▶ [Assigned task] Would you please return the line containing "Can you find the snow" and all the lines after it through the end of the records below, unchanged and on their own?
>>
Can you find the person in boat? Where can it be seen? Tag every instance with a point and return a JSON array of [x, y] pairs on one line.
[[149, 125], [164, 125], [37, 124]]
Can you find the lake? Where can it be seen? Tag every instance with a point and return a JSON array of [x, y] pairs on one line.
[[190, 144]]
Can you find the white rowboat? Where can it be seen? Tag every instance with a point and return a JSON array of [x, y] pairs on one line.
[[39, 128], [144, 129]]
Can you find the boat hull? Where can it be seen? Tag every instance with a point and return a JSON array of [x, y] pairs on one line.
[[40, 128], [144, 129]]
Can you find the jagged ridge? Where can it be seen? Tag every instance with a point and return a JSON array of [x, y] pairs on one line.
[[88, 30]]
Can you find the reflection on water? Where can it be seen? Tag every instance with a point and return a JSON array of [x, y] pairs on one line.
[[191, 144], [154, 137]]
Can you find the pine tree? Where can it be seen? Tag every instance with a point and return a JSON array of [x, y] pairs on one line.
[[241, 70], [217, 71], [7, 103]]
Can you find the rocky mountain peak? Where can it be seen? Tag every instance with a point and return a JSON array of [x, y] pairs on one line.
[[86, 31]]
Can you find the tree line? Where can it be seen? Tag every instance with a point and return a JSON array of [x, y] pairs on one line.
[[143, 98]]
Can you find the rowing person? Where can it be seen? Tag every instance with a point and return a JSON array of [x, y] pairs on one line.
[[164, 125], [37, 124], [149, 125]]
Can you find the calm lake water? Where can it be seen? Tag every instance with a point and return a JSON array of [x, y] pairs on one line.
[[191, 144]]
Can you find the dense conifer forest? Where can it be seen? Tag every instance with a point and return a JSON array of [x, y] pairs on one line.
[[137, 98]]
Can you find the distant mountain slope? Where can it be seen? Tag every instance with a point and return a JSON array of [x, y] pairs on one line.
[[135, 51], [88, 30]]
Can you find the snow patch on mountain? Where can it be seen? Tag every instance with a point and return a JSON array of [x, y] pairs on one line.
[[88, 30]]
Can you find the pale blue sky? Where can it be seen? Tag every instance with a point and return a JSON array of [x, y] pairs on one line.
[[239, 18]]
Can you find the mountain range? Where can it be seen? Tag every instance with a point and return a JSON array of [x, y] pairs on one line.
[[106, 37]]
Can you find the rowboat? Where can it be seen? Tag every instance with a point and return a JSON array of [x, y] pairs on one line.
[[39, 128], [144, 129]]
<<
▶ [Reply]
Can you find the snow patch on mountain? Where can it be seen? Tag every instance with a point and return a JSON array of [x, y] pairs on one line.
[[88, 30]]
Can you find the pale blue sky? Where can it be seen? Tag every instance with a point and return a JSON array of [x, y] pairs on one line.
[[239, 18]]
Can you find the mountain range? Where can it be seen? Tag every instance with a point and return a JSON array of [x, y] pairs on one line.
[[106, 37]]
Can you find the rowboat? Where can it be seen? Tag every instance with a point and return a JSON array of [x, y] pairs on one line.
[[39, 128], [144, 129]]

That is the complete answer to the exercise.